Problem to work on:
Convert all lines of the items below into a numbered list, skipping any blank lines and leaving the pictures out.

Supplied records:
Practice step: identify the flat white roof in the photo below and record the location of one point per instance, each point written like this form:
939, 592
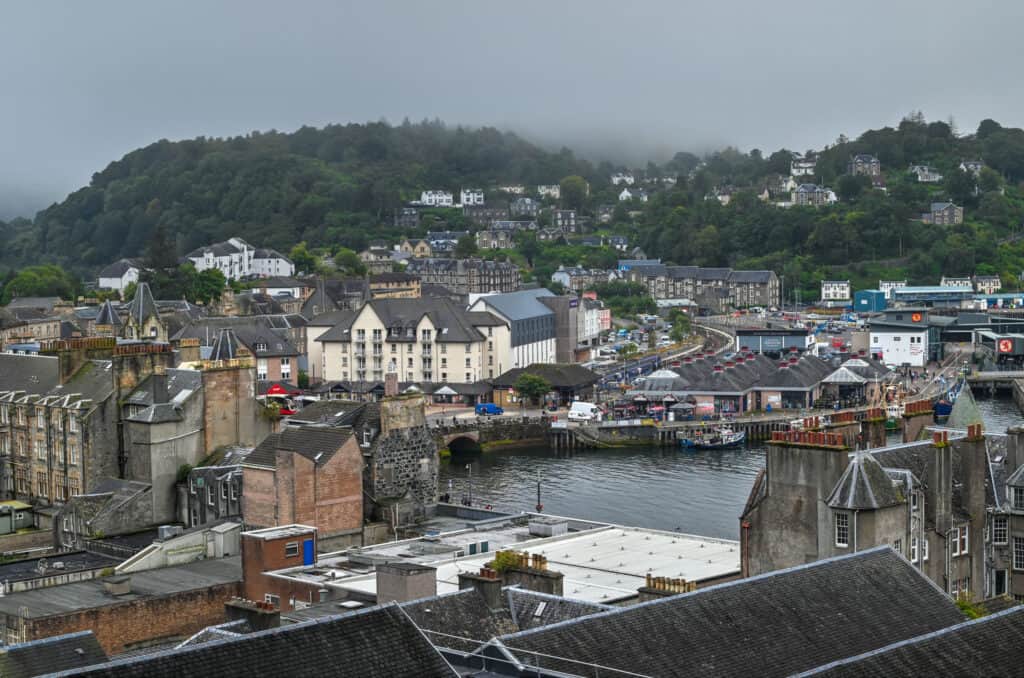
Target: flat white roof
281, 531
602, 564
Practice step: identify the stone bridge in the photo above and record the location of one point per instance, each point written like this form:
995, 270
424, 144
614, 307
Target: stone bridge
476, 434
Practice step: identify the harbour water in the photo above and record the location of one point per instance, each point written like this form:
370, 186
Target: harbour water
699, 493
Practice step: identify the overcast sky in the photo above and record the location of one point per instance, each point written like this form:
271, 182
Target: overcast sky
82, 83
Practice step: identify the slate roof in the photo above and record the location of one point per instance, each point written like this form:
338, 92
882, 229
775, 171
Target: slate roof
120, 267
267, 253
864, 484
46, 303
91, 594
754, 277
775, 624
225, 346
316, 445
68, 652
380, 642
33, 374
401, 316
108, 315
558, 375
991, 645
332, 413
519, 305
142, 305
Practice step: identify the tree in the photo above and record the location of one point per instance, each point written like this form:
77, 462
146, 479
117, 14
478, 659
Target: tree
987, 127
528, 247
160, 252
531, 387
302, 258
348, 261
989, 180
573, 192
206, 286
45, 281
466, 247
850, 186
961, 186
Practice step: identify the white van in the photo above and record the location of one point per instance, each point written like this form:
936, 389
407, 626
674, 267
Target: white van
584, 412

Correct response:
1. Practice step: identify the flat white roof in the photo below and record the location of one point per instance, each point written like this form:
2. 939, 592
3. Target: flat white roof
4. 281, 531
5. 602, 564
6. Practice step: identify the stone bridge in the photo above and record the location of one point per instance, each point written like this form:
7. 995, 270
8. 424, 144
9. 614, 307
10. Target: stone bridge
11. 476, 434
12. Practice step: identify the harbour water in the photo above and record the location of one point per instance, each point written like this form:
13. 370, 186
14. Target: harbour water
15. 699, 493
16. Practice step: identify the overcast sky in the photo above and record the location of one point per instance, each point written like this form:
17. 271, 182
18. Target: overcast sky
19. 82, 83
20. Practice step: identify the slate roof in the photo above and record the location of one point per instance, each point written like this form:
21. 338, 92
22. 882, 229
23. 775, 171
24. Target: slate roof
25. 120, 267
26. 267, 253
27. 864, 484
28. 46, 303
29. 91, 594
30. 754, 277
31. 775, 624
32. 225, 346
33. 316, 445
34. 68, 652
35. 380, 642
36. 33, 374
37. 401, 316
38. 108, 315
39. 558, 375
40. 991, 645
41. 332, 413
42. 519, 305
43. 142, 305
44. Practice step: identify the tree in the photo above and record the location of one point per instance, each point written like this form:
45. 77, 462
46. 146, 479
47. 117, 14
48. 478, 659
49. Target: tree
50. 987, 127
51. 528, 247
52. 160, 252
53. 531, 387
54. 302, 258
55. 348, 261
56. 989, 180
57. 573, 192
58. 206, 286
59. 45, 281
60. 466, 247
61. 850, 186
62. 961, 186
63. Practice step: identify the white van in the photo above and record the location of one point per instance, each point written like this form:
64. 936, 389
65. 407, 626
66. 674, 267
67. Target: white van
68. 584, 412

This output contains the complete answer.